→ Given passage
---------------
We all know the story of Archimedes flooding his bathroom, leaping out of his bath, and dashing stark naked through the streets shouting “Eureka!” in excitement at his discovery of the Archimedes Principle of water displacement. But exactly which city’s streets did the world’s first flasher actually dash through?
For years I thought it was somewhere in Greece, since my maths teacher at school told me he was Greek. Actually, it was the citizens of Syracuse in Sicily who were privileged to to see the bare wedding tackle of the world’s cleverest man. And do you know he was messing about in the bath in order to solve a crime? Forget Inspector Montalbano; Archimedes was Sicily’s first famous detective.
He was born in 287 B.C. in the city of Syracuse, on the south-east coast of Sicily. Very little is known about his personal life, but we do know his father was an astronomer. Syracuse was a flourishing, cosmopolitan city at that time and so the young Archimedes probably received a good education while growing up in a stimulating and lively environment.
The ancient Romans and Greeks considered Archimedes the greatest mathematician who had ever lived. He also made great innovations in astronomy, geometry, mechanics, hydrostatics and optics and he made far more inventions – certainly far more which actually worked – than Leonardo Da Vinci.

Archimedes’ genius for engineering lay in his profound understanding of the six simple machines which are, to this day, the components of every functioning piece of machinery in existence. These machines are the lever, the wheel and axle, rotating gears, the rope and pulley, the screw, and the ramp or wedge. He figured out all the mathematical formulae necessary to calculate how big and strong each one needs to be in order to do the required job. It was the lack of this mathematical knowledge that meant so many of Leonardo Da Vinci’s inventions, which look brilliant on paper, don’t actually work in real life.
---------------
→ Records supplied
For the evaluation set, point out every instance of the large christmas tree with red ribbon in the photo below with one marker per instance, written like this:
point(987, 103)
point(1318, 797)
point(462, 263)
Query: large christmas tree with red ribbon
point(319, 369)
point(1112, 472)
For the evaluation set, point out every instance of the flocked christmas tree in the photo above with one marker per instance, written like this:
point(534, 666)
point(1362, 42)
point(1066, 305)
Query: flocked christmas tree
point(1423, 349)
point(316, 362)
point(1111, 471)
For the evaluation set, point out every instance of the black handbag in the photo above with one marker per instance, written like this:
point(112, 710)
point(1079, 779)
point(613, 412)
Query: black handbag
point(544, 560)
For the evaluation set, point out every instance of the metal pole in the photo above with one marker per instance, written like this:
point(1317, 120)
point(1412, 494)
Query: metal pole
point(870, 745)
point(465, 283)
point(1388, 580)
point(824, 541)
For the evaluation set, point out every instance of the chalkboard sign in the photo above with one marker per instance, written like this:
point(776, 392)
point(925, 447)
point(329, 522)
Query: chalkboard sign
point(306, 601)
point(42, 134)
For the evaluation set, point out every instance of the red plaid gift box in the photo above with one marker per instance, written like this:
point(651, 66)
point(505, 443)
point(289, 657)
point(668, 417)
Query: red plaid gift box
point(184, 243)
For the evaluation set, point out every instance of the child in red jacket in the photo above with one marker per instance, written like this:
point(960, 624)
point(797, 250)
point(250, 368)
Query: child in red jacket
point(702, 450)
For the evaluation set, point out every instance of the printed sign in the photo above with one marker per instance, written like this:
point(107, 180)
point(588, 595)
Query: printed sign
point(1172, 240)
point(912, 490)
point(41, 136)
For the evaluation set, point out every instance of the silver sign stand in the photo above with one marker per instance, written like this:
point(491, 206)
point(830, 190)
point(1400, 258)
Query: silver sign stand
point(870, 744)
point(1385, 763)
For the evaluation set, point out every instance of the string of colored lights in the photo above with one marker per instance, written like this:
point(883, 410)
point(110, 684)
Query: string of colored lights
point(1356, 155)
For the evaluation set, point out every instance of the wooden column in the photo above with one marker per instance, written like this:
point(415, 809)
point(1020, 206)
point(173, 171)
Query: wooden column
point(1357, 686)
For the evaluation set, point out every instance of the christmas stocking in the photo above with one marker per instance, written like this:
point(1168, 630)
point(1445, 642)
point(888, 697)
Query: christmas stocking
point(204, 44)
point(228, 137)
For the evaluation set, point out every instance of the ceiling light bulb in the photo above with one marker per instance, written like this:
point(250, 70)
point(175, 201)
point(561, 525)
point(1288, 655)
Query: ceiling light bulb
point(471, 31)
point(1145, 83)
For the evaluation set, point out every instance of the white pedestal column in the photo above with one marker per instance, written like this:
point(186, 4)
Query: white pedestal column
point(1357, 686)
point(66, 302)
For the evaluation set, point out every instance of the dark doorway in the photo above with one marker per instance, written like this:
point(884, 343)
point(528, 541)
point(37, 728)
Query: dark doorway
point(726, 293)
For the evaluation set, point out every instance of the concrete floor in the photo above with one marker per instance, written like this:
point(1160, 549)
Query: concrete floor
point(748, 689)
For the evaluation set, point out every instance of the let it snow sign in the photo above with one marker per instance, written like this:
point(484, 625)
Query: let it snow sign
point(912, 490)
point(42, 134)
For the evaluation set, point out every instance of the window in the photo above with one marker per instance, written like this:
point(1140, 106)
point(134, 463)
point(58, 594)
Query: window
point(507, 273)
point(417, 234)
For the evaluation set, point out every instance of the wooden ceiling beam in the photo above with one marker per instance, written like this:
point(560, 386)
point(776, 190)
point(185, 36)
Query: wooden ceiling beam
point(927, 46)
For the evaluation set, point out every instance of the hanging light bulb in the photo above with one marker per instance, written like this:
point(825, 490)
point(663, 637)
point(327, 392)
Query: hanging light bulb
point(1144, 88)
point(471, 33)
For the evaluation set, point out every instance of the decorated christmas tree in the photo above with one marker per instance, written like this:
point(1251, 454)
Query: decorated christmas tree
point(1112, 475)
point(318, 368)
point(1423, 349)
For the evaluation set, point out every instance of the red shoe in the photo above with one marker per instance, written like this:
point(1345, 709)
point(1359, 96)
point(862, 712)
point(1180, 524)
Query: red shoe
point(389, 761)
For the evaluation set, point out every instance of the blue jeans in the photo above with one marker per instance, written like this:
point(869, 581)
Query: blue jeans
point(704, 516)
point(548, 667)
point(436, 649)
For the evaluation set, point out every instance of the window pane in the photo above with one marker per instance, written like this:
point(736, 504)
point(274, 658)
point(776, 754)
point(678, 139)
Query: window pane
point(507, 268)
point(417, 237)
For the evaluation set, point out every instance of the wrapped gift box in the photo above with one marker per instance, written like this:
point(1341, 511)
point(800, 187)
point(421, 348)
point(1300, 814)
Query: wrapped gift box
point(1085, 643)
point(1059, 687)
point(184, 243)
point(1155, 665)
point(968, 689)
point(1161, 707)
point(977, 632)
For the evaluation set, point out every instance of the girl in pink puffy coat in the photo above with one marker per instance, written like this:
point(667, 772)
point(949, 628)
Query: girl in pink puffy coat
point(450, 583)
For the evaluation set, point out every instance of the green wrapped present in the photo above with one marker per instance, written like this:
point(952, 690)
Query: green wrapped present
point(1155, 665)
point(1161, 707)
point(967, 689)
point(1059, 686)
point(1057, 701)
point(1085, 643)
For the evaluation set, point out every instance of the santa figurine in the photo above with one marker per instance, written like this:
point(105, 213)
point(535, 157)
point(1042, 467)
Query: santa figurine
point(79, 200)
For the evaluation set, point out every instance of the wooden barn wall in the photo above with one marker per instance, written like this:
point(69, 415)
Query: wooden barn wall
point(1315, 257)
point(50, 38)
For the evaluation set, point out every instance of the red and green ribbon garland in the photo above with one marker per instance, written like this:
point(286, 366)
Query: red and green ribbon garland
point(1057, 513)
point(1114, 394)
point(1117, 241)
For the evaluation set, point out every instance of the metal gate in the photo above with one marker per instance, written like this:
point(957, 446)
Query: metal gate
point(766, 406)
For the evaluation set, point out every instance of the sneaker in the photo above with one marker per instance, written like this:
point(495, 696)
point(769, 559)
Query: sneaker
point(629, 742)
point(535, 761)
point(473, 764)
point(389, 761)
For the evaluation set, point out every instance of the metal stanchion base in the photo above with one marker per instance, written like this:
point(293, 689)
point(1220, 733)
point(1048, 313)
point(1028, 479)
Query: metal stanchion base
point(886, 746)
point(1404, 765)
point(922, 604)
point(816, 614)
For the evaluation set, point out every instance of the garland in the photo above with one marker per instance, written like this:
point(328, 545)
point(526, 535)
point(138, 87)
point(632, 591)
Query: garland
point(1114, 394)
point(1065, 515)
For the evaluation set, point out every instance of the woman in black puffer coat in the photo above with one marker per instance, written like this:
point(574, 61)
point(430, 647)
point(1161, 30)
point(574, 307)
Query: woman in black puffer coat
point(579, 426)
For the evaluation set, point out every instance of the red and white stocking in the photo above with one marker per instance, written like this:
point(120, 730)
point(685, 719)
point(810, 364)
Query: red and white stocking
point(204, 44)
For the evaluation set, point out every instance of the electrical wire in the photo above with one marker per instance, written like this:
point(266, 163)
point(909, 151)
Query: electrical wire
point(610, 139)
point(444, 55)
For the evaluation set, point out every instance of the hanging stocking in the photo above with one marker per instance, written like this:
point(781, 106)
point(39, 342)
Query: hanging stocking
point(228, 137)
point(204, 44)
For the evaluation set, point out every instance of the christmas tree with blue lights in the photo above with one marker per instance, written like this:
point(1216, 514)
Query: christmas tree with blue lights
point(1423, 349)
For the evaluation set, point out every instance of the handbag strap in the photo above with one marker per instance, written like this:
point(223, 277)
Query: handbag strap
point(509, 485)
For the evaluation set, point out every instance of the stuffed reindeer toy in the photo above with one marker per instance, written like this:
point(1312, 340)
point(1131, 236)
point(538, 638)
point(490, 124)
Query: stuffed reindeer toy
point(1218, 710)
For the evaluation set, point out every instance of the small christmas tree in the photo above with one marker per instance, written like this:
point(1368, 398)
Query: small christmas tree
---------------
→ Exercises
(A) List the six simple machines named in the Archimedes passage.
(B) According to the Archimedes passage, what was his father's profession?
(C) Carry on the passage about Archimedes from the point where it ends.

→ Answers to the exercises
(A) The lever, the wheel and axle, rotating gears, the rope and pulley, the screw, and the ramp or wedge.

(B) His father was an astronomer.

(C)
Archimedes invented a system of ropes and pulleys with multiple gears, and used them to tow a fully manned and loaded galley up the beach all by himself, to show King Hiero of Syracuse how gears can drastically multiply the strength of one person. He also worked out the mathematical relationship between the power needed to operate a lever, its length, and the positioning of the fulcrum. As soon as a North African contemporary of Archimedes, named Eratosthenes, had worked out the size of the earth, Archimedes calculated the size of lever needed to move it, and told King Hiero: “All I need is somewhere to stand, and I can move the earth.”
Archimedes’ best known use of the six simple machines is the modification of the screw which came to be named after him, the Archimedes Screw. It is simply a screw which fits snugly inside a cylinder and is turned with a lever, and can force water to flow upwards against gravity. He originally invented this to pump water out of a large ship, and it was used to pump water out of the world’s first ocean-going steamship in 1839, the SS Archimedes. Archimedes screws are still used in Sicily in the salt works, to pump sea water from one pool to another as it progressively evaporates until it leaves nothing but pure edible salt crystals.

Archimedes created the mathematical formulae for calculating the volume of many solids, including those with curved surfaces. To do this he invented integral calculus. In case you were not really listening in maths lessons at school, you can take it from me that it is impossible to design anything from a road to a car to a house or anything else without relying on this branch of mathematics. Archimedes designed a crane which was used to lift enemy ships out of the sea and hoist them up into the air – obviously all the enemy sailors would drop out and land in the sea – then the ship was dropped back into the water at right angle to make it sink. This piece of apparatus has been reconstructed in modern times and it worked terrifyingly well.
Archimedes also studied the movements of the planets and created a working planetarium which showed their relative positions and movements around the sun. Greek astronomer Aristarchus of Samos (310BC – 230BC) first showed that the earth moves around the sun, and this was well know throughout Sicily in Archimedes’ time. The Catholic church did all it could to quash this fact, and it was eventually “forgotten” and revived by Copernicus about 1,800 years later.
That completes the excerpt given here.